**Given problem:**
Print every line of the material below verbatim, leaving out the pictures.

Image segmentation entries
▬▬▬▬▬▬▬▬▬▬

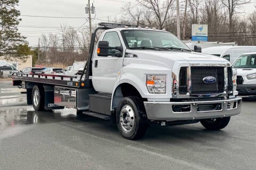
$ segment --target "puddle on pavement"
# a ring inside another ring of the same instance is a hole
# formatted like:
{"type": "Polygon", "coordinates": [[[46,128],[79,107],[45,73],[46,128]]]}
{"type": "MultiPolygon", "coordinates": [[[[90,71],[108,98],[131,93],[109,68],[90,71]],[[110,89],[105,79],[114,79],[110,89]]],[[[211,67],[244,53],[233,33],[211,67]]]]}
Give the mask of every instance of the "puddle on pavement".
{"type": "Polygon", "coordinates": [[[26,89],[15,88],[0,88],[0,94],[7,94],[11,92],[20,92],[26,91],[26,89]]]}
{"type": "Polygon", "coordinates": [[[3,129],[35,123],[59,122],[76,119],[76,110],[65,108],[54,111],[35,111],[31,106],[0,108],[0,131],[3,129]]]}
{"type": "Polygon", "coordinates": [[[26,97],[19,97],[19,98],[0,98],[0,107],[4,105],[9,104],[17,104],[17,103],[26,101],[27,99],[26,97]]]}

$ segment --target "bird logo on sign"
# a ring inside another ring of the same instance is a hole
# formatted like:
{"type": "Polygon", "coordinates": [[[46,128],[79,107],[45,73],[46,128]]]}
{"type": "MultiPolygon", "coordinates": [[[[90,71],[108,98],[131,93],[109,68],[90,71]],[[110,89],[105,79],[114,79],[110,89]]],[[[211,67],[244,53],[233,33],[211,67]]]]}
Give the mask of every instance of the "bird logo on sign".
{"type": "Polygon", "coordinates": [[[198,29],[198,30],[200,31],[200,32],[202,32],[203,31],[203,29],[204,29],[204,26],[202,26],[201,27],[199,27],[198,29]]]}

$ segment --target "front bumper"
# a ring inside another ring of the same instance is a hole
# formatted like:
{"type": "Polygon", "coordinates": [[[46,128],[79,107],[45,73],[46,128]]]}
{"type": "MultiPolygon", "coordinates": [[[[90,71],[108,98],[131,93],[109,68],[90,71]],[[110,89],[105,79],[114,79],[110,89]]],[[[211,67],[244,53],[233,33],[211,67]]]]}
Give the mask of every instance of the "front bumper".
{"type": "Polygon", "coordinates": [[[239,95],[256,95],[256,84],[237,84],[239,95]]]}
{"type": "Polygon", "coordinates": [[[191,102],[161,102],[145,101],[148,118],[157,121],[183,121],[195,120],[204,118],[218,118],[237,115],[241,112],[242,98],[236,97],[234,98],[214,101],[201,101],[191,102]],[[199,110],[198,107],[207,104],[220,105],[218,110],[199,110]],[[231,105],[232,106],[229,106],[231,105]],[[190,106],[189,111],[175,112],[173,106],[190,106]]]}

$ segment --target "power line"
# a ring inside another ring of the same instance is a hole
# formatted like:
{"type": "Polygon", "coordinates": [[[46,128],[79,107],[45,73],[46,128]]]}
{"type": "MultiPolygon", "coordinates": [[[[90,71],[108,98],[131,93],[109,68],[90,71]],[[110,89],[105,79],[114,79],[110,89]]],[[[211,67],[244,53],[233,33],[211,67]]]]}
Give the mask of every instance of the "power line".
{"type": "Polygon", "coordinates": [[[41,15],[20,15],[21,16],[37,17],[37,18],[62,18],[62,19],[86,19],[85,17],[66,17],[66,16],[41,16],[41,15]]]}

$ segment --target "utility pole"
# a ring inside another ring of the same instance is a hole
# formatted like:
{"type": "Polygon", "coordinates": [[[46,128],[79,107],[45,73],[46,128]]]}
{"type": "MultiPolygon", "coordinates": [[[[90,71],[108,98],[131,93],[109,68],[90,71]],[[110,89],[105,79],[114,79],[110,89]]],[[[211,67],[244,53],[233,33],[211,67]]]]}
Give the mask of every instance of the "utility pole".
{"type": "Polygon", "coordinates": [[[38,65],[40,65],[40,38],[38,38],[38,65]]]}
{"type": "Polygon", "coordinates": [[[91,16],[91,13],[94,14],[95,13],[95,7],[93,6],[93,3],[92,3],[92,6],[90,6],[90,0],[88,0],[88,4],[87,4],[86,7],[85,7],[85,13],[87,13],[89,16],[89,31],[90,31],[90,39],[91,40],[92,36],[92,17],[91,16]]]}
{"type": "Polygon", "coordinates": [[[179,0],[176,1],[177,16],[177,37],[180,39],[180,4],[179,0]]]}
{"type": "Polygon", "coordinates": [[[91,23],[91,10],[90,7],[90,0],[88,0],[88,6],[89,6],[89,29],[90,29],[90,39],[91,40],[91,37],[92,36],[92,23],[91,23]]]}
{"type": "Polygon", "coordinates": [[[187,20],[187,6],[188,5],[188,0],[185,0],[185,11],[184,12],[184,20],[183,21],[183,40],[185,40],[186,37],[186,21],[187,20]]]}

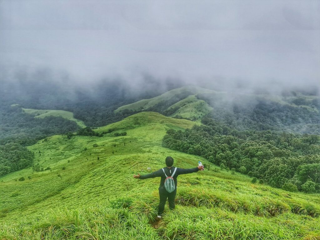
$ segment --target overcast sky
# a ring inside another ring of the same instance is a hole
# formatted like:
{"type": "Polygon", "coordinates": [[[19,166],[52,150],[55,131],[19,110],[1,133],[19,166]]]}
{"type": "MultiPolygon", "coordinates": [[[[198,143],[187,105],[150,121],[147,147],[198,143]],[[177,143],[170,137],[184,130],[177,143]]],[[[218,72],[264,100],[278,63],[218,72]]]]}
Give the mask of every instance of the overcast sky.
{"type": "Polygon", "coordinates": [[[0,0],[3,71],[319,84],[320,1],[0,0]]]}

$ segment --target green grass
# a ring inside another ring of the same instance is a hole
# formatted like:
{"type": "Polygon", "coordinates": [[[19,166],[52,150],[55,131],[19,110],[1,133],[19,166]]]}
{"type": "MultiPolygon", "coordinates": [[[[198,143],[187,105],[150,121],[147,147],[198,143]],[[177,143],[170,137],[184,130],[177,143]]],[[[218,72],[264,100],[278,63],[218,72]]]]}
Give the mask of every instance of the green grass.
{"type": "Polygon", "coordinates": [[[177,109],[170,116],[177,115],[184,118],[198,119],[208,113],[212,108],[205,101],[198,99],[195,95],[191,95],[171,106],[168,109],[177,109]]]}
{"type": "Polygon", "coordinates": [[[102,137],[55,135],[28,147],[36,163],[51,169],[0,177],[0,239],[320,239],[319,195],[252,184],[247,176],[161,147],[167,130],[195,124],[144,112],[95,130],[113,130],[102,137]],[[179,176],[176,209],[166,206],[158,223],[159,179],[132,176],[163,167],[167,156],[181,167],[199,160],[211,166],[179,176]]]}
{"type": "Polygon", "coordinates": [[[71,120],[75,122],[81,127],[85,127],[84,123],[81,120],[75,118],[73,116],[73,113],[63,110],[51,110],[33,109],[22,108],[22,110],[26,113],[35,115],[35,117],[43,118],[48,116],[55,117],[61,117],[64,118],[71,120]]]}
{"type": "Polygon", "coordinates": [[[143,99],[133,103],[125,105],[117,108],[115,111],[118,112],[127,109],[129,110],[145,110],[153,107],[162,101],[168,101],[175,95],[184,92],[188,92],[190,95],[194,95],[200,93],[213,93],[216,91],[194,86],[187,86],[179,88],[176,88],[168,91],[164,93],[149,99],[143,99]]]}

▬▬▬▬▬▬▬▬▬▬

**Exercise answer:**
$ segment --target "puddle on pavement"
# a ring inside another ring of the same instance is a hole
# formatted like:
{"type": "Polygon", "coordinates": [[[46,128],[79,107],[45,73],[46,128]]]}
{"type": "MultiPolygon", "coordinates": [[[[90,71],[108,98],[131,93],[109,68],[90,71]],[[110,89],[105,79],[114,79],[110,89]]],[[[211,67],[244,53],[233,33],[211,67]]]]}
Give the mask of every instance of the "puddle on pavement".
{"type": "Polygon", "coordinates": [[[26,89],[15,88],[0,88],[0,94],[7,94],[11,92],[20,92],[26,91],[26,89]]]}
{"type": "Polygon", "coordinates": [[[3,129],[35,123],[59,122],[76,119],[76,110],[65,108],[54,111],[35,111],[31,106],[0,108],[0,131],[3,129]]]}
{"type": "Polygon", "coordinates": [[[26,97],[19,97],[19,98],[0,98],[0,107],[4,105],[9,104],[17,104],[17,103],[26,101],[27,99],[26,97]]]}

$ segment --target "bird logo on sign"
# a ring inside another ring of the same instance is a hole
# formatted like:
{"type": "Polygon", "coordinates": [[[46,128],[79,107],[45,73],[46,128]]]}
{"type": "MultiPolygon", "coordinates": [[[[90,71],[108,98],[131,93],[109,68],[90,71]],[[110,89],[105,79],[114,79],[110,89]]],[[[211,67],[244,53],[233,33],[211,67]]]]}
Give the mask of every instance of the "bird logo on sign".
{"type": "Polygon", "coordinates": [[[198,29],[198,30],[200,31],[200,32],[202,32],[203,31],[203,29],[204,29],[204,26],[202,26],[201,27],[199,27],[198,29]]]}

$ segment --target "front bumper"
# a ring inside another ring of the same instance is a hole
# formatted like:
{"type": "Polygon", "coordinates": [[[46,128],[79,107],[45,73],[46,128]]]}
{"type": "MultiPolygon", "coordinates": [[[[90,71],[108,98],[131,93],[109,68],[90,71]],[[110,89],[105,79],[114,79],[110,89]]],[[[211,67],[244,53],[233,33],[211,67]]]]}
Give the mask of every instance of the "front bumper".
{"type": "Polygon", "coordinates": [[[239,95],[256,95],[256,84],[237,84],[239,95]]]}
{"type": "Polygon", "coordinates": [[[191,102],[161,102],[145,101],[148,118],[157,121],[183,121],[195,120],[204,118],[218,118],[237,115],[241,112],[242,98],[236,97],[234,98],[214,101],[201,101],[191,102]],[[199,110],[198,107],[207,104],[220,105],[218,110],[199,110]],[[231,105],[232,106],[229,106],[231,105]],[[190,106],[189,111],[175,112],[173,106],[190,106]]]}

$ segment --target "power line"
# a ring inside another ring of the same instance is a hole
# formatted like:
{"type": "Polygon", "coordinates": [[[46,128],[79,107],[45,73],[46,128]]]}
{"type": "MultiPolygon", "coordinates": [[[[90,71],[108,98],[131,93],[109,68],[90,71]],[[110,89],[105,79],[114,79],[110,89]]],[[[211,67],[244,53],[233,33],[211,67]]]]}
Give the mask of every instance of the "power line".
{"type": "Polygon", "coordinates": [[[41,15],[20,15],[21,16],[37,17],[37,18],[62,18],[62,19],[86,19],[85,17],[66,17],[66,16],[41,16],[41,15]]]}

$ segment --target "utility pole"
# a ring inside another ring of the same instance is a hole
# formatted like:
{"type": "Polygon", "coordinates": [[[46,128],[79,107],[45,73],[46,128]]]}
{"type": "MultiPolygon", "coordinates": [[[[90,71],[108,98],[131,93],[109,68],[90,71]],[[110,89],[105,79],[114,79],[110,89]]],[[[211,67],[244,53],[233,33],[211,67]]]]}
Give the mask of every instance of the "utility pole".
{"type": "Polygon", "coordinates": [[[38,65],[40,65],[40,38],[38,38],[38,65]]]}
{"type": "Polygon", "coordinates": [[[91,16],[91,13],[94,14],[95,13],[95,7],[93,6],[93,3],[92,3],[92,6],[90,6],[90,0],[88,0],[88,4],[87,4],[86,7],[85,7],[85,13],[87,13],[89,16],[89,31],[90,31],[90,39],[91,40],[92,36],[92,17],[91,16]]]}
{"type": "Polygon", "coordinates": [[[179,0],[176,1],[177,16],[177,37],[180,39],[180,4],[179,0]]]}
{"type": "Polygon", "coordinates": [[[91,23],[91,10],[90,7],[90,0],[88,0],[88,6],[89,6],[89,29],[90,29],[90,39],[91,40],[91,37],[92,36],[92,23],[91,23]]]}
{"type": "Polygon", "coordinates": [[[187,20],[187,6],[188,5],[188,0],[185,0],[185,11],[184,12],[184,20],[183,21],[183,40],[185,40],[186,37],[186,21],[187,20]]]}

$ segment --target overcast sky
# a ring inside another ring of the same instance is a hole
# formatted like:
{"type": "Polygon", "coordinates": [[[19,166],[52,150],[55,131],[19,110],[1,133],[19,166]]]}
{"type": "MultiPolygon", "coordinates": [[[[198,143],[187,105],[150,121],[147,147],[198,143]],[[177,143],[170,137],[184,130],[177,143]]],[[[218,72],[264,100],[278,63],[218,72]]]]}
Give the mask of every instance of the overcast sky.
{"type": "Polygon", "coordinates": [[[0,0],[3,71],[319,84],[320,1],[0,0]]]}

$ segment --target green grass
# a ring inside another ring of the same instance is a hole
# formatted like:
{"type": "Polygon", "coordinates": [[[19,166],[52,150],[55,131],[19,110],[1,133],[19,166]]]}
{"type": "MultiPolygon", "coordinates": [[[[198,143],[187,105],[150,121],[147,147],[198,143]],[[177,143],[170,137],[184,130],[177,143]]],[[[218,72],[264,100],[278,63],[218,72]]]]}
Give the mask of every instance of the green grass.
{"type": "Polygon", "coordinates": [[[177,109],[170,116],[177,115],[184,118],[198,119],[208,113],[212,108],[205,101],[198,99],[195,95],[191,95],[171,106],[168,109],[177,109]]]}
{"type": "Polygon", "coordinates": [[[102,137],[55,135],[28,147],[36,163],[51,169],[0,177],[0,239],[320,239],[319,195],[252,184],[247,176],[161,147],[167,130],[195,124],[144,112],[95,130],[113,130],[102,137]],[[179,176],[176,209],[166,206],[158,223],[159,179],[132,176],[163,167],[167,156],[181,167],[199,160],[211,166],[179,176]]]}
{"type": "Polygon", "coordinates": [[[71,120],[75,122],[81,127],[85,127],[84,123],[81,120],[75,118],[73,116],[73,113],[63,110],[51,110],[33,109],[22,108],[22,110],[26,113],[35,115],[35,117],[43,118],[48,116],[55,117],[61,117],[64,118],[71,120]]]}
{"type": "Polygon", "coordinates": [[[143,99],[133,103],[125,105],[117,108],[115,111],[118,112],[127,109],[129,110],[145,110],[153,107],[162,101],[168,101],[175,95],[184,92],[188,92],[190,95],[194,95],[200,93],[213,93],[216,91],[194,86],[187,86],[179,88],[176,88],[168,91],[164,93],[149,99],[143,99]]]}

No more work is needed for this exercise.